If this is truly what they're based on, I expect Labour's attempts to make the public services `more efficient' will be a complete disaster -- mostly of the `pissing money down the drain' variety, rather than the `killing people by accident' variety, though I wouldn't rule out the latter completely.

Anyway, if we believe this theory of What The ID Cards Scheme Is For, we should expect Labour to cling to it through thick and thin, because they believe that their credibility -- such as it is -- is predicated on efficiency-saving reform of the public services, and that those efficiency savings mean forcing everybody to have an ID card and have all their personal details and all their comings and goings recorded in the National Identity Register. Idiots.

But....
· · · · ·
> _Complete the following_:
(A) According to the ID cards passage, where would everybody's personal details and comings and goings be recorded?
(B) Decide whether each statement agrees with the ID cards passage, giving yes or no and quoting the words that settle it:
(i) The writer completely rules out the "killing people by accident" kind of disaster.
(ii) Labour is expected to hold on to the theory through thick and thin.
(iii) Labour believes its credibility depends on efficiency-saving reform of the public services.
Work only from the ID cards passage; the material plays no part here.

> _Source data_:
· · · · ·
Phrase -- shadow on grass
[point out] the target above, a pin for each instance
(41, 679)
· · · · ·
> _Results for the exercise_:
(A) In the National Identity Register.

(B)
(i) No: "though I wouldn't rule out the latter completely"
(ii) Yes: "we should expect Labour to cling to it through thick and thin"
(iii) Yes: "their credibility -- such as it is -- is predicated on efficiency-saving reform of the public services"